== Entries

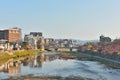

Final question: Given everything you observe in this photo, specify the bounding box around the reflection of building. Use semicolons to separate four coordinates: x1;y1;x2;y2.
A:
0;61;21;74
31;53;44;67
24;32;44;50
44;38;55;49
100;35;111;42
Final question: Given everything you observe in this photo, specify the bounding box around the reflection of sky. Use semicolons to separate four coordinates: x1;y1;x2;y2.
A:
0;59;120;80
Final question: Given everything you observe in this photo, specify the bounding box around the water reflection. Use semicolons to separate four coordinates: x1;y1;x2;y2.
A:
0;60;21;74
0;53;59;74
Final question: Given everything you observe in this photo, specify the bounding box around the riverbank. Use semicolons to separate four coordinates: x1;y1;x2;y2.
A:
0;50;45;65
4;75;93;80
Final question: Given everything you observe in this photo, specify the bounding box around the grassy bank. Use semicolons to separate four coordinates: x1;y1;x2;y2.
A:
0;50;44;64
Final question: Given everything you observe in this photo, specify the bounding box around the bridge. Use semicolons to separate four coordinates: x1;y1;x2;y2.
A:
46;47;77;52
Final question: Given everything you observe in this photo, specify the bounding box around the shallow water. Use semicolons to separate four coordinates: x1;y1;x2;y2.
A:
0;53;120;80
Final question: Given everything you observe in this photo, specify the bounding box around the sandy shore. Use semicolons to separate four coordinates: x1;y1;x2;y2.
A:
4;75;93;80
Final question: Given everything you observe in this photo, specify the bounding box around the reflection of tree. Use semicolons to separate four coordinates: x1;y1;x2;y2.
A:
30;53;44;67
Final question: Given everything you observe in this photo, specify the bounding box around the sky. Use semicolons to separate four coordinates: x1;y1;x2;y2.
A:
0;0;120;40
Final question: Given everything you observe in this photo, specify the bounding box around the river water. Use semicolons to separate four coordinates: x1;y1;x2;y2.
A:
0;53;120;80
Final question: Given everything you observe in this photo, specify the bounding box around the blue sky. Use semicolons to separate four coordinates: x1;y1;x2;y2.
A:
0;0;120;40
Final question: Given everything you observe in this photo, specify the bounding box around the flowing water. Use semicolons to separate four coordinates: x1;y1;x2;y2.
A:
0;53;120;80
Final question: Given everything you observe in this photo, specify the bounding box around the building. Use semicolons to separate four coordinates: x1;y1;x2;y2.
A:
100;35;111;42
24;32;44;50
0;27;21;50
0;27;21;43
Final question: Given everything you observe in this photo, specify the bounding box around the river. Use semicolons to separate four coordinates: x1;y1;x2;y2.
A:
0;52;120;80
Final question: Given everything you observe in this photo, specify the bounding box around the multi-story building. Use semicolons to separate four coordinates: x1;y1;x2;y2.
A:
0;28;21;43
24;32;44;50
0;27;21;50
100;35;111;42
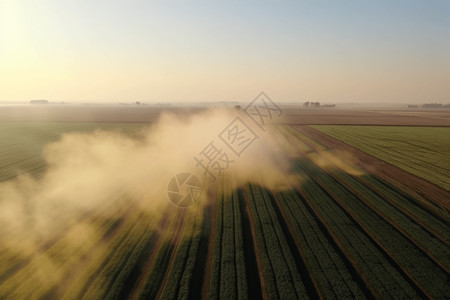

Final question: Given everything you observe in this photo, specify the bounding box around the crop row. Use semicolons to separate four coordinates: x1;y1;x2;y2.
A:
296;161;419;298
161;203;203;299
209;182;248;299
137;210;187;299
313;161;450;298
329;166;450;265
246;185;308;299
277;190;364;299
0;199;149;298
315;126;450;190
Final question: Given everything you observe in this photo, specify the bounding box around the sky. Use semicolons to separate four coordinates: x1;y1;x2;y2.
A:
0;0;450;103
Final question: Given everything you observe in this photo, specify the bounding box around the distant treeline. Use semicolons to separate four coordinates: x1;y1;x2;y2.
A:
303;101;336;107
406;103;450;108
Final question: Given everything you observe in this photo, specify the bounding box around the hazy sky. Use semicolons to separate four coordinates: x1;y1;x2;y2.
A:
0;0;450;103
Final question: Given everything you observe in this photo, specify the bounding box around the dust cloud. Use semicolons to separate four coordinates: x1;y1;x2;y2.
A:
0;109;289;254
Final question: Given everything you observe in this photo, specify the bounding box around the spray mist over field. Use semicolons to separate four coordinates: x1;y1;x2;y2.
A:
0;109;289;253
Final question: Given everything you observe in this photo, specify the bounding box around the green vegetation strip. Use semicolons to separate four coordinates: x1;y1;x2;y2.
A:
311;125;450;191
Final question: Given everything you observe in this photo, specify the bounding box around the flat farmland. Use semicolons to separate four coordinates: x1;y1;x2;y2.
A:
0;108;450;299
313;126;450;191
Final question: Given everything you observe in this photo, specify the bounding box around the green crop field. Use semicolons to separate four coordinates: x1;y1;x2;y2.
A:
312;125;450;191
0;123;450;299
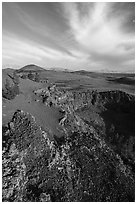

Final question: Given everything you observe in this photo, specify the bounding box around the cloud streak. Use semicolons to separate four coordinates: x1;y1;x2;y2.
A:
3;2;135;71
62;3;135;71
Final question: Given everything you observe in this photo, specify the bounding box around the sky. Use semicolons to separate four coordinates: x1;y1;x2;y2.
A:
2;2;135;72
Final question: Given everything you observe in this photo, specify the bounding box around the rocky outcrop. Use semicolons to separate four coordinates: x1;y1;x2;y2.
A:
3;87;135;202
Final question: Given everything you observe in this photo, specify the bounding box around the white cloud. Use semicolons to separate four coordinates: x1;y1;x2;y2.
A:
62;3;135;71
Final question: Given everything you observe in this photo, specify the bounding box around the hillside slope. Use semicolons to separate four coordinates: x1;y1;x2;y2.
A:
3;86;135;202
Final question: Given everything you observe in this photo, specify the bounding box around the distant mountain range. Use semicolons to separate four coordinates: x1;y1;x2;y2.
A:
17;64;45;73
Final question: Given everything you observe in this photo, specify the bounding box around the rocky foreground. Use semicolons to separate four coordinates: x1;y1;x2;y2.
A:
3;86;135;202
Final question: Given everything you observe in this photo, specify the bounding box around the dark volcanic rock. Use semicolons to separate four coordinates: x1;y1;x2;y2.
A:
3;90;135;202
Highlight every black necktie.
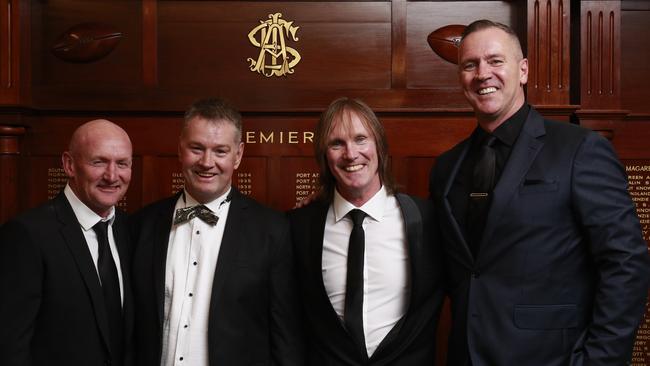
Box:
[174,206,219,226]
[93,221,123,365]
[467,135,497,258]
[343,209,368,359]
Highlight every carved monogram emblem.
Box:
[248,13,301,77]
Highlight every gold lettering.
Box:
[302,131,314,144]
[260,131,274,144]
[246,131,255,144]
[289,131,298,144]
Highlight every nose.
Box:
[199,151,214,168]
[104,163,117,182]
[343,143,359,160]
[474,61,490,81]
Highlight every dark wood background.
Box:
[0,0,650,365]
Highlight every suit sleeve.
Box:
[572,133,650,365]
[270,217,304,366]
[0,221,43,366]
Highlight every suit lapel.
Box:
[371,193,426,361]
[442,138,474,267]
[54,192,110,349]
[208,187,250,318]
[113,210,133,339]
[479,108,546,261]
[152,192,181,329]
[304,200,361,362]
[309,202,347,328]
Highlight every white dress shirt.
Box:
[161,189,230,366]
[63,184,124,304]
[322,187,410,356]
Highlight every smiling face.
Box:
[458,28,528,132]
[178,116,244,203]
[326,111,381,207]
[62,120,132,217]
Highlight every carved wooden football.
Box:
[52,23,122,62]
[427,24,466,64]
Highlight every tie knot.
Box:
[174,205,219,226]
[349,208,366,226]
[93,220,108,237]
[481,134,497,147]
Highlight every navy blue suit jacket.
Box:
[430,108,650,366]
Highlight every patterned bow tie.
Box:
[174,205,219,226]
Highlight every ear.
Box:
[234,142,244,170]
[519,58,528,85]
[61,151,75,178]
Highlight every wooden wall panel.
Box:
[527,0,571,105]
[621,1,650,115]
[580,1,621,110]
[0,0,23,105]
[158,1,391,90]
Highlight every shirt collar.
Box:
[181,186,232,212]
[63,184,115,231]
[492,103,530,146]
[332,185,388,222]
[473,103,530,146]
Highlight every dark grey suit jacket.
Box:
[289,194,443,366]
[0,192,133,366]
[430,108,650,366]
[130,188,303,366]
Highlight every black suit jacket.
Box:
[130,188,303,366]
[289,194,443,366]
[0,192,133,366]
[430,109,649,366]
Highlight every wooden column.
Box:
[0,0,21,105]
[527,0,571,106]
[576,0,628,140]
[0,125,25,223]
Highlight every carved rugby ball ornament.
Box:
[52,23,122,63]
[427,24,466,64]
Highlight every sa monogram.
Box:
[248,13,301,77]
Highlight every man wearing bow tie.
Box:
[131,99,302,366]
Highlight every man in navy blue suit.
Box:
[430,20,650,366]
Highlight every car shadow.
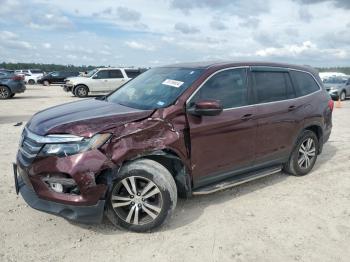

====

Job
Return word for word everything from the start of the records down to the line that contains "46;47;77;52", with both ends included. Leave the pictures out.

Response to the exercise
Final question: Given everything you observe in this photo, specify the bounding box around the reflection of building. Use semicolons to separate four coordinates: x1;y1;x2;y2.
A:
0;61;21;74
31;53;44;67
24;32;44;50
44;38;55;49
100;35;111;42
Final question: Given everything you observe in this photo, specify the bounding box around the reflection of sky. Use semicolons to separate four coordinates: x1;y1;x2;y2.
A:
0;59;120;80
Final question: Given everything you observe in this photo, specify the bounding box around the water reflection. Use semicolons to separate four coordinates: x1;y1;x2;y2.
A:
0;60;21;74
0;53;59;74
Final question: Given everything you observe in this photo, specify the bounding box around the riverbank. Use semicolons to separate four coordinates: x1;y1;x2;y2.
A:
0;50;45;65
4;75;93;80
Final question: Given everything you observe in this photo, specify the bounding box around the grassy bank. Use semicolons to separate four coordinates: x1;y1;x2;y2.
A:
0;50;44;64
Final question: Given everything you observe in this photo, specify the bounding box around the bridge. Use semicolons to separate four coordinates: x1;y1;x2;y2.
A:
46;47;77;52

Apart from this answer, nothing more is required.